Task details. Count the lines below that contain the string "microphone", treating uppercase and lowercase as different. Reply with the number only.
===== Data listing
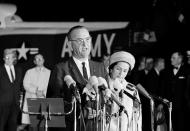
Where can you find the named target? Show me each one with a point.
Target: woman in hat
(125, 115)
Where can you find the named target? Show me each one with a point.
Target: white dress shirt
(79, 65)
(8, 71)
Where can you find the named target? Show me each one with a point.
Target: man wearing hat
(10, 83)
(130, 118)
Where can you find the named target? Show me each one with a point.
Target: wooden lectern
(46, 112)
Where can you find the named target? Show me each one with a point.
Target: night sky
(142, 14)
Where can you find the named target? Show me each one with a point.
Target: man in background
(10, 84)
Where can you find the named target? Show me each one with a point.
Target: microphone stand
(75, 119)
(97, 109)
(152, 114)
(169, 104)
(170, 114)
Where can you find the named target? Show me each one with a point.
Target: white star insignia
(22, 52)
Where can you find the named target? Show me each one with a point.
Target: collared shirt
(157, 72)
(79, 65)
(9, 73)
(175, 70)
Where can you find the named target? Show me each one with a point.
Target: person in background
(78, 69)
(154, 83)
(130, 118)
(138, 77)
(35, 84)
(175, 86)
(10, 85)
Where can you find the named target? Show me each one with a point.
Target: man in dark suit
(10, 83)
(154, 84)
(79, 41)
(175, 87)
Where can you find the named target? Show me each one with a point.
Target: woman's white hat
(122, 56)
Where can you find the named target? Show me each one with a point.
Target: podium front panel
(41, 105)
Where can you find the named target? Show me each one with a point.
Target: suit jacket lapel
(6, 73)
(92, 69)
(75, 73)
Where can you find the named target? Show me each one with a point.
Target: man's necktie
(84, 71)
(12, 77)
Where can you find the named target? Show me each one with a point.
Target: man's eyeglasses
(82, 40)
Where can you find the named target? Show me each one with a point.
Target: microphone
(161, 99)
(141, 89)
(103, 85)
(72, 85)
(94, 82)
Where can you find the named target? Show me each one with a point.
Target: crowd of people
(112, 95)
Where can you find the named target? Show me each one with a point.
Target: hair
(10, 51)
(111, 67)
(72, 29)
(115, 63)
==========
===== Data listing
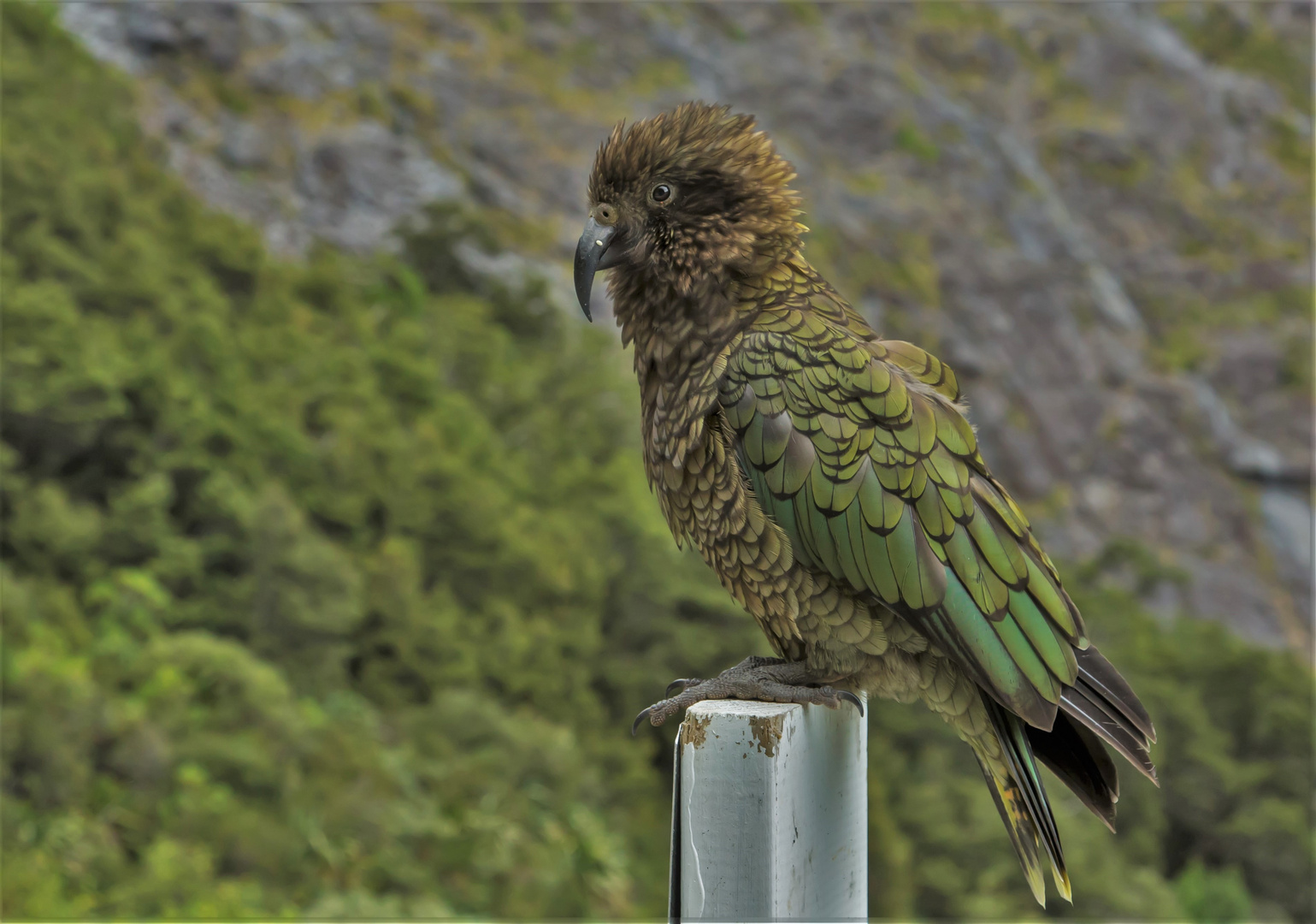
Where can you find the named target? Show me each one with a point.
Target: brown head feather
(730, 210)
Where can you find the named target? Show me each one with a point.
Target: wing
==========
Response. 2